- **WHAT YOU HAVE TO DO**:
Count the lines of the items below that contain the string "pole". Give only the number.

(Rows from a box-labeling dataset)
--------------------

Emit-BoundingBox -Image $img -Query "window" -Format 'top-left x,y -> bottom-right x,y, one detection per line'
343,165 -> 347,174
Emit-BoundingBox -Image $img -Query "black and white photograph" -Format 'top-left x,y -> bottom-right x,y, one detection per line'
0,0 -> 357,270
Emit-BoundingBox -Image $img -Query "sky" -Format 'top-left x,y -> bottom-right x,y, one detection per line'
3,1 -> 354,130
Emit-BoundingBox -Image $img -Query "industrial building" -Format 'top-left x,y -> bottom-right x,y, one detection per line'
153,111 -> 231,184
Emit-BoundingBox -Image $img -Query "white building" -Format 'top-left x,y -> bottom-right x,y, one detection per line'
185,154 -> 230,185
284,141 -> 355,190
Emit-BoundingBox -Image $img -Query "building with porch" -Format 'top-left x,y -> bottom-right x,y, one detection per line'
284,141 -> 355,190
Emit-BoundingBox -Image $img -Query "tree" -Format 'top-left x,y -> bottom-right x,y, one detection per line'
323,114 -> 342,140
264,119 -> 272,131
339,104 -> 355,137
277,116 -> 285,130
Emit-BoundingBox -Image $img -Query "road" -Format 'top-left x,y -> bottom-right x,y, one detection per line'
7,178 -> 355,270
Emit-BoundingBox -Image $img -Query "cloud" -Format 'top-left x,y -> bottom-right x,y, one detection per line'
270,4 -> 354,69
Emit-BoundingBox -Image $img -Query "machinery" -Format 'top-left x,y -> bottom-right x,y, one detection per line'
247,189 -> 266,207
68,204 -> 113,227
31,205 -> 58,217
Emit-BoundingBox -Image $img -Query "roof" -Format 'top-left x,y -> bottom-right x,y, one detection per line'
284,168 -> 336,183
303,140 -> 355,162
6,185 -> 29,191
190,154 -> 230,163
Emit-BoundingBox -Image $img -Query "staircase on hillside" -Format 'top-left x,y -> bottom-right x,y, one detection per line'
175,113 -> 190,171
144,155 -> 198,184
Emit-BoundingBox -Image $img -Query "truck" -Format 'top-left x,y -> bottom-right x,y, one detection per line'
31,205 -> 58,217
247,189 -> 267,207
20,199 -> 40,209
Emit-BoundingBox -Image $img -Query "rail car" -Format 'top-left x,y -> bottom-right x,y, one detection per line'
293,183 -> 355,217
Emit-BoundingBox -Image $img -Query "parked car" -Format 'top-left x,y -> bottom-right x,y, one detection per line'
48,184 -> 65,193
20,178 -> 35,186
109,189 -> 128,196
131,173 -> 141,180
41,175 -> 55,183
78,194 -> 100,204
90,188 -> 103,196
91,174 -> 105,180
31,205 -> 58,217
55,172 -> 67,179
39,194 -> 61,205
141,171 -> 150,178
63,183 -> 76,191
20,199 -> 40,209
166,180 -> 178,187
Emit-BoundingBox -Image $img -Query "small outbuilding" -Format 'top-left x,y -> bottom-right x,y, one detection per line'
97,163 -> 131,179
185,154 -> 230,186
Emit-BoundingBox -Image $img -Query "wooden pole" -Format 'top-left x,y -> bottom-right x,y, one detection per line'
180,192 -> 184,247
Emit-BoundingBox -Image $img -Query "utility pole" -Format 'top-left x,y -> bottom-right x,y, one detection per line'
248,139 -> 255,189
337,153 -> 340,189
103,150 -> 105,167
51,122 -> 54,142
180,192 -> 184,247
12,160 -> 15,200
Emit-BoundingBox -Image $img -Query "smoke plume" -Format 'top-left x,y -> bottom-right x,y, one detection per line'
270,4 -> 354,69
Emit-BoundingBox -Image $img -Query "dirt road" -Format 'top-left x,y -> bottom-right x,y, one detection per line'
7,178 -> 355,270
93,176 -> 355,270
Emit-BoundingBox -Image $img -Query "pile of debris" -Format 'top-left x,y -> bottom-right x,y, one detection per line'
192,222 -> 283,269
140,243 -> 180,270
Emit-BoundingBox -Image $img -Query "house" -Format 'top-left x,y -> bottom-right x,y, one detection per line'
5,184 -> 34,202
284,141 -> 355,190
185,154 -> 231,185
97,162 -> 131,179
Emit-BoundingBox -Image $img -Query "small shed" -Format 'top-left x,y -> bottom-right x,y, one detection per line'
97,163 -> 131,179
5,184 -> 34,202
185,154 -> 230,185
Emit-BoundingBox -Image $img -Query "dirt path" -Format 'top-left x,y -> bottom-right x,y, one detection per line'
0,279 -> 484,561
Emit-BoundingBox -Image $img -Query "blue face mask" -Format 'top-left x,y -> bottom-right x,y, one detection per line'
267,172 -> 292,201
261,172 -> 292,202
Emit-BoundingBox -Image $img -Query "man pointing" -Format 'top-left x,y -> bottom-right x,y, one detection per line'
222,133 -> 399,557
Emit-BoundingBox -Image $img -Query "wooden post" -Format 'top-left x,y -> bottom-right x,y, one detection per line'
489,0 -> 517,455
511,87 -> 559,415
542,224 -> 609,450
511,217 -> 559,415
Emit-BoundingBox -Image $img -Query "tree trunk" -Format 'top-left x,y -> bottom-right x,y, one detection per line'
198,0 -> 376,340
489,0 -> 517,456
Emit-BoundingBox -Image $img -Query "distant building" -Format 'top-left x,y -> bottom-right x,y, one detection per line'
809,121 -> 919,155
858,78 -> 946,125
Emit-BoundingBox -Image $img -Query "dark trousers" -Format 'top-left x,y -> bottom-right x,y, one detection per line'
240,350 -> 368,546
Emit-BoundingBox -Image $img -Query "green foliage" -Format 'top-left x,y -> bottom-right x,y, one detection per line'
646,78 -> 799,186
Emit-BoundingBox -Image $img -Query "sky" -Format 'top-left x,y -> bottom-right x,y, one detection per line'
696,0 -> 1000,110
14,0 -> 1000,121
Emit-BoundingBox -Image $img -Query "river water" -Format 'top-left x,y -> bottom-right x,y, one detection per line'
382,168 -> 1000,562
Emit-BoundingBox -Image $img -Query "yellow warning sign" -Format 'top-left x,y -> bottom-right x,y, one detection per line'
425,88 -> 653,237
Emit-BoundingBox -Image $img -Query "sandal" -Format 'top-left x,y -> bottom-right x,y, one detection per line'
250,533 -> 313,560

--------------------

- **TASK RESPONSE**:
2